What you have to do
In the listing beneath this line, copy exactly the lines starting with the one containing "Target: archway" and going on through the one containing "Locate every instance of the cloud".

Data section
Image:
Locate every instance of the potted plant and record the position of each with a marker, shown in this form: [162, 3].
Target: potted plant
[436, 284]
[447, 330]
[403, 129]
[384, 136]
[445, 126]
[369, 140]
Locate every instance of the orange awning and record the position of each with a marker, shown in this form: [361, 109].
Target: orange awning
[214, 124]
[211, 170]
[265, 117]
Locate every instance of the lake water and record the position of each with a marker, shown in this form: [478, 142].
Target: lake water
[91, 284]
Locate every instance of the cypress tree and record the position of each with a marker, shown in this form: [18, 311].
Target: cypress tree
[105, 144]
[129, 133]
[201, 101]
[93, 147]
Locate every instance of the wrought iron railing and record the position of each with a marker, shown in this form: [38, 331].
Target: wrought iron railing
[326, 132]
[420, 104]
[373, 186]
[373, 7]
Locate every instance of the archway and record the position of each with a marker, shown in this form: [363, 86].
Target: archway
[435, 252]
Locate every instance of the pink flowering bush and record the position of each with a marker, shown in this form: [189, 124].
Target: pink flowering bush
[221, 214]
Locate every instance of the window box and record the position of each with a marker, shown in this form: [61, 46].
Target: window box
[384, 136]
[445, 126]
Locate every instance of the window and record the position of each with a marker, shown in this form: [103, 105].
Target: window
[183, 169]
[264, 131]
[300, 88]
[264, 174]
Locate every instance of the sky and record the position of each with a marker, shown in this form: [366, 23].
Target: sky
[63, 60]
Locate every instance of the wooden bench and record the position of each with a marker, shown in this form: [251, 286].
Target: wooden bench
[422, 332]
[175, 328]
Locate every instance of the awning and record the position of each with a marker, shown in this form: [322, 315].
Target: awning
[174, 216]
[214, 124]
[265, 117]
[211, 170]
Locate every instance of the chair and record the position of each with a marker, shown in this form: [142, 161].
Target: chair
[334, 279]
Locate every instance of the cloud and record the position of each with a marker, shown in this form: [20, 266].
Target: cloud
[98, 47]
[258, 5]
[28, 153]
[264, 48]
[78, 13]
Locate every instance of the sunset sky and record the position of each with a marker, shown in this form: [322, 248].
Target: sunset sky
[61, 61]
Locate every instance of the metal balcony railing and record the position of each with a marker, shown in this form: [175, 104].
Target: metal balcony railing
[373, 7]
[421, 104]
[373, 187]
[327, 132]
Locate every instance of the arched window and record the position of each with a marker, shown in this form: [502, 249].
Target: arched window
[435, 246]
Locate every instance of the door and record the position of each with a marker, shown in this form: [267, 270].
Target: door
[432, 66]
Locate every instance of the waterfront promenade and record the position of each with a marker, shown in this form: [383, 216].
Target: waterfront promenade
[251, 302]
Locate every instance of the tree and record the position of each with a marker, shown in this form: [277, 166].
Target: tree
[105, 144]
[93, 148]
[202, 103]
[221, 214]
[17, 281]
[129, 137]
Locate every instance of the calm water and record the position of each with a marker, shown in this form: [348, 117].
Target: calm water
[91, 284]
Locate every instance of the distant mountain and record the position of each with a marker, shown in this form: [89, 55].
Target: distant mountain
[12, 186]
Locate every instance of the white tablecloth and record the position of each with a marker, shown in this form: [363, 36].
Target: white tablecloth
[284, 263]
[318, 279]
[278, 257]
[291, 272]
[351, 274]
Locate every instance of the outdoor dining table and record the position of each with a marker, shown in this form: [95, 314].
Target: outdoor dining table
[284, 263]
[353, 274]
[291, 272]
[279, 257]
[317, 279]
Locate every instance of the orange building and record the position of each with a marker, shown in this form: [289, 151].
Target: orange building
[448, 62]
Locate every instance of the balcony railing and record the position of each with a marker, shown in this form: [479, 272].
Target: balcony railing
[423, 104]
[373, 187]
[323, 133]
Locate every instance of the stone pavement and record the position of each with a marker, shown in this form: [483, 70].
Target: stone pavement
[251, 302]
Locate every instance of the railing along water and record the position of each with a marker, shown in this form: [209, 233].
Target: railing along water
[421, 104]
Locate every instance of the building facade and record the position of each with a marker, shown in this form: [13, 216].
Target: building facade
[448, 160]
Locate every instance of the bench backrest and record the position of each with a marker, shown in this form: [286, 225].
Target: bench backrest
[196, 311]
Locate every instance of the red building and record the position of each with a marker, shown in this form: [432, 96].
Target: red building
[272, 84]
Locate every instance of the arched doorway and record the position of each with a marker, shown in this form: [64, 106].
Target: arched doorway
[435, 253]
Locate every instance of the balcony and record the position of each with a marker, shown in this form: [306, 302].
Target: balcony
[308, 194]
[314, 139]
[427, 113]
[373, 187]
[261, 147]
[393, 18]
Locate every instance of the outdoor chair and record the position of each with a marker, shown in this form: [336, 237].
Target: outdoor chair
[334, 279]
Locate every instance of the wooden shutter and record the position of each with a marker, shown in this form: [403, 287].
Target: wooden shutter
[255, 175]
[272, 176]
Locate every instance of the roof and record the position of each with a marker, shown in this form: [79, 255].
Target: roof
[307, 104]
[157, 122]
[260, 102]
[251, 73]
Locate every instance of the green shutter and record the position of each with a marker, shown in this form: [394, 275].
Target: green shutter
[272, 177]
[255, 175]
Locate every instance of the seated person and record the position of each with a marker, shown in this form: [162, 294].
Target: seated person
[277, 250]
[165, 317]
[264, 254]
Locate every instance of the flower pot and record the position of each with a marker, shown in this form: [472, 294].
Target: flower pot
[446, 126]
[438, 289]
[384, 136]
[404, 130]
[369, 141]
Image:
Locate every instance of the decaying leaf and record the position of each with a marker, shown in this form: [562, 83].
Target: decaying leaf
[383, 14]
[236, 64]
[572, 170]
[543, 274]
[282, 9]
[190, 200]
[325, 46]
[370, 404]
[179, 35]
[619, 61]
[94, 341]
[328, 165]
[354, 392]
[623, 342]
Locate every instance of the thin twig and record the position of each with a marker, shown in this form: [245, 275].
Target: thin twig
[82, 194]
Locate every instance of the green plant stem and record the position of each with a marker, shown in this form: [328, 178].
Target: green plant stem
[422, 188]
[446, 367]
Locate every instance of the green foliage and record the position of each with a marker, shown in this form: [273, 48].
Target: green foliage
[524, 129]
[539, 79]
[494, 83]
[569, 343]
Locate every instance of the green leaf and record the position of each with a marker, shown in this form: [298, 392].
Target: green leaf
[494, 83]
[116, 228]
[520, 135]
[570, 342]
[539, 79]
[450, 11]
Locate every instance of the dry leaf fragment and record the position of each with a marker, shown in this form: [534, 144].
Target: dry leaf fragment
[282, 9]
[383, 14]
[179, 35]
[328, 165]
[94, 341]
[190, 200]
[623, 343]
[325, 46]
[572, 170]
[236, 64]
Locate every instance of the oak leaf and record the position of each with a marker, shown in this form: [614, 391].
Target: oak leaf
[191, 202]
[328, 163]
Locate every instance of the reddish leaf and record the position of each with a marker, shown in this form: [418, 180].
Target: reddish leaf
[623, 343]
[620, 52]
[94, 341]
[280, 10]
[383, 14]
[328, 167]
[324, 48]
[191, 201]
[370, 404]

Answer space
Target: archway
[435, 252]
Locate every instance of the pink flowering bush and record the position of each with a marker, shown in this form: [189, 124].
Target: pink flowering bush
[221, 214]
Locate every instance of the window box and record the position of each with a marker, shown in this form: [61, 46].
Target: window box
[384, 136]
[445, 126]
Locate every instance of the window and record the position of each with a marker, shown in this form: [103, 105].
Target: window
[183, 169]
[264, 131]
[300, 88]
[264, 174]
Locate every instance of the sky and record the position of each with a marker, shown in this form: [366, 23].
Target: sky
[63, 60]
Locate every instance of the wooden bench and record the position of each with a marker, shown in this form: [251, 286].
Target: wooden bench
[422, 332]
[175, 328]
Locate every instance of the awning and record the position of each with a marker, shown in this form: [322, 315].
Target: awning
[174, 216]
[214, 124]
[265, 117]
[211, 170]
Locate every instance of the chair and record the position of each with a marker, shown in this form: [142, 161].
Target: chair
[334, 279]
Locate every instance of the cloud and record the position of each with a marker, shown in this form: [20, 266].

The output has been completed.